Copy out, word for word, the rows from the line holding "Please drop a marker on the torii" through the line holding "Please drop a marker on the dry", both included.

* begin Task inputs *

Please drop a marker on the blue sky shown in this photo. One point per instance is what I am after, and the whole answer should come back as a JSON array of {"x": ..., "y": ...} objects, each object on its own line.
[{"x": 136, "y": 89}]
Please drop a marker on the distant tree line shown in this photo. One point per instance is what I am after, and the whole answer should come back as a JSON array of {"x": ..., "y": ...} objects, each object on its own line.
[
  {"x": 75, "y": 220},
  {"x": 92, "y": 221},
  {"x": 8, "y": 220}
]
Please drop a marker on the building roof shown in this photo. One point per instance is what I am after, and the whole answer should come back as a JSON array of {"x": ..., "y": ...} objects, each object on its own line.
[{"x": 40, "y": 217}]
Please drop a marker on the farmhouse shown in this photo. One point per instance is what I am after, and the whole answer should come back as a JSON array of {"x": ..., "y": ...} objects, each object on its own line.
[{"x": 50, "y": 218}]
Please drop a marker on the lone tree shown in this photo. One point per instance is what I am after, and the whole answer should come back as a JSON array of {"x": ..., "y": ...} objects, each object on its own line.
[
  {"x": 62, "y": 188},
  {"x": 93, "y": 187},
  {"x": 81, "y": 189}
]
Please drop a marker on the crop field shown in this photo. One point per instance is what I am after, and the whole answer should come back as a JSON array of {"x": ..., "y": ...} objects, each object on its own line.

* end Task inputs *
* begin Task inputs *

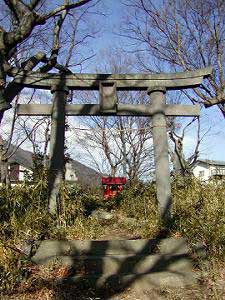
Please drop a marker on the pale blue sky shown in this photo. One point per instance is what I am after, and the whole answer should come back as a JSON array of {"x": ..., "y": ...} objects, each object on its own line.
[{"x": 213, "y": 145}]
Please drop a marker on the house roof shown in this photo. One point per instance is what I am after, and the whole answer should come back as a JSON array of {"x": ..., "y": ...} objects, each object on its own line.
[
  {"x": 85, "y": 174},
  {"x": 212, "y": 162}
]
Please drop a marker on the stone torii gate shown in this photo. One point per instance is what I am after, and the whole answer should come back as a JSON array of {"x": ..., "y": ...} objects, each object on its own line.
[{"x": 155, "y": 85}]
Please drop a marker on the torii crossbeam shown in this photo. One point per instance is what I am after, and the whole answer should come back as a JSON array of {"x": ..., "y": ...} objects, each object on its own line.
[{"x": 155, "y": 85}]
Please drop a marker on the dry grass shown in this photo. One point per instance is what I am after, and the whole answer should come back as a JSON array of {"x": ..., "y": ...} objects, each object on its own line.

* end Task inputs *

§ **Written answer**:
Please drop a marker on the torii crossbeam shown in this photo. One point per instance is what I am after, and the whole answer should come back as a JSON array of {"x": ..., "y": ...} objects, each object on its own line.
[{"x": 155, "y": 85}]
Please drop a marker on the dry grass shown in this photo. One point per instance is what I am after, and the whole answer should come back as a JSON array of {"x": ..., "y": ...} objects, each object on its own line.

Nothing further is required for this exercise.